* What to produce *
Could you put every line of the items below into a Markdown table with the columns Row and Line, numbering each row and skipping blank lines?

— START OF Records provided —

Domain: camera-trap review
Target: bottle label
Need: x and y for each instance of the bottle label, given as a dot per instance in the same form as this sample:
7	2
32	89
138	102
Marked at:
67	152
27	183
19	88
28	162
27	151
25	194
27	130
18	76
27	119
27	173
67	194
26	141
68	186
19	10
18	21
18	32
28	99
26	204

— END OF Records provided —

* Full output *
| Row | Line |
|---|---|
| 1 | Domain: camera-trap review |
| 2 | Target: bottle label |
| 3 | Need: x and y for each instance of the bottle label, given as a dot per instance in the same form as this sample: |
| 4 | 7	2 |
| 5 | 32	89 |
| 6 | 138	102 |
| 7 | Marked at: |
| 8 | 67	152 |
| 9 | 27	183 |
| 10 | 19	88 |
| 11 | 28	162 |
| 12 | 27	151 |
| 13 | 25	194 |
| 14 | 27	130 |
| 15 | 18	76 |
| 16 | 27	119 |
| 17 | 27	173 |
| 18 | 67	194 |
| 19 | 26	141 |
| 20 | 68	186 |
| 21 | 19	10 |
| 22 | 18	21 |
| 23 | 18	32 |
| 24 | 28	99 |
| 25 | 26	204 |